**WRITTEN REQUEST**:
Quote the entries in full, character for character, without their images.
** BEGIN **
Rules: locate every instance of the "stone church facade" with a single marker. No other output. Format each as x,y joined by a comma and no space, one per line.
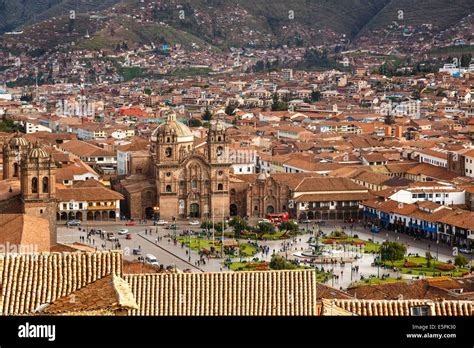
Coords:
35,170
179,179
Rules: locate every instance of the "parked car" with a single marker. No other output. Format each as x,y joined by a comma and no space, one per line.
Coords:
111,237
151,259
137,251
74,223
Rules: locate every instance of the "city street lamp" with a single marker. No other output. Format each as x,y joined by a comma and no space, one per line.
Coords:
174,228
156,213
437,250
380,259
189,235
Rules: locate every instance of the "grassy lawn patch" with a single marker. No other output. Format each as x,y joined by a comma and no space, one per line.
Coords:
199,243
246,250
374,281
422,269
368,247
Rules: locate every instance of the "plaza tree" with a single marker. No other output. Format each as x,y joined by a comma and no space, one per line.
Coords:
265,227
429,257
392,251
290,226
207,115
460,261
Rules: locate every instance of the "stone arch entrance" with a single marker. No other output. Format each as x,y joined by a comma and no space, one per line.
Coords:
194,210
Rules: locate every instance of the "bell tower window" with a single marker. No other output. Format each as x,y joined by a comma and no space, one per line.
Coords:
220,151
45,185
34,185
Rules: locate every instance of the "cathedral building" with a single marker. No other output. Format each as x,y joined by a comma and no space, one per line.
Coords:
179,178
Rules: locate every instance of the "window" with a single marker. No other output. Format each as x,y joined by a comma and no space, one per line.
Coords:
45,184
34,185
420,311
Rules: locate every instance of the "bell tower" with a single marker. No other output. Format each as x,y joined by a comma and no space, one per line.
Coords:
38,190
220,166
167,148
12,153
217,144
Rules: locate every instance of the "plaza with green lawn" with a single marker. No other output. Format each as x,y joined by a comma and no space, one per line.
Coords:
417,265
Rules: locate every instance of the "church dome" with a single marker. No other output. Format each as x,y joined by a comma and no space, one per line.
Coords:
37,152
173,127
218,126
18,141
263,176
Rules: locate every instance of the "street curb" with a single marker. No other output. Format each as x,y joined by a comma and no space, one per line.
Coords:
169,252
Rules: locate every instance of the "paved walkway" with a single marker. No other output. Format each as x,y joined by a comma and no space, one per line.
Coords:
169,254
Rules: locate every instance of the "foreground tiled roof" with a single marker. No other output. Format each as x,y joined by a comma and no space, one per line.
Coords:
** END **
**REPLY TO THE EXERCISE**:
Rules: locate every instance of the "stone church facade" with a single marker. No other output. Format each as x,y joined by a comma and no space, one per line.
Coords:
35,170
179,179
Rules: locate every instance of the "parked car" with a single marker. No other output. Format each as x,y joined by a comma and no space, one per line.
Coords:
111,237
151,259
137,251
74,223
Rules: locate every instance of the "city street lamp" with a single marker. No other output. Format each as x,y joined by a comma and no space, one per line.
Coords:
174,228
156,213
437,250
380,259
189,235
Rules: locate every instance of the "grassy lawn patch" with a single marker. No other output. Format each as x,y joined by a comma and no space, one per line.
Coords:
199,243
246,250
374,281
422,269
368,247
Rules: locate every instance of the "plaza tree" with a single marker. No other output. Format each as x,y joined by a comma and no space, one per line.
Coords:
265,227
429,257
392,251
290,226
207,115
460,261
Rules: locate every instance of the "stone arch entrance" with a single marker. No other output. Format each as x,y joined by a comma and no space, one per line.
Coords:
194,210
Rules: locate every instance of the "bell tower window" with a single marker. No other output. Format each as x,y joined by a comma and no space, one per line.
Coords:
220,151
45,185
34,185
Rules: locate every instance of the "cathedral building" with a single marker. No other output. Format each as x,y joined by a comma and no space, one per line.
Coords:
179,178
Rules: locate every instance of the "window" with a single marker. No other output. Format each as x,y joined by a comma and no space, one per line.
Coords:
45,184
34,185
420,311
Rules: locate every instance of the "bell tower" with a single marker. No other output. Format each as x,y joined by a comma and no space, one per line.
Coords:
38,190
220,166
167,148
12,153
217,144
Rules: locate every instance of the "plaza with green lawn" with a single marker. No other output. Format each as x,y joined by a comma and no space, one per line.
Coords:
417,265
Rules: locate every instance of the "church dome" with a single marker. No other output. Format each as x,y joined by a comma and no space, one per line.
Coords:
37,152
173,127
218,126
18,141
263,176
Rules: locate every instance of the "street curb" with a single marker. No other output. Format each as x,y joined by a comma and no space, one per line.
Coords:
169,252
Rules: locate every instance of the "paved walkway" with a single marker. No other output. Format each as x,y joined by a comma and no space, one per line.
Coords:
169,254
Rules: locate every instance of the "foreground tiled roof" with a single marker. No other output. Format each as x,y joined by a comma and no space, one per line.
Coords:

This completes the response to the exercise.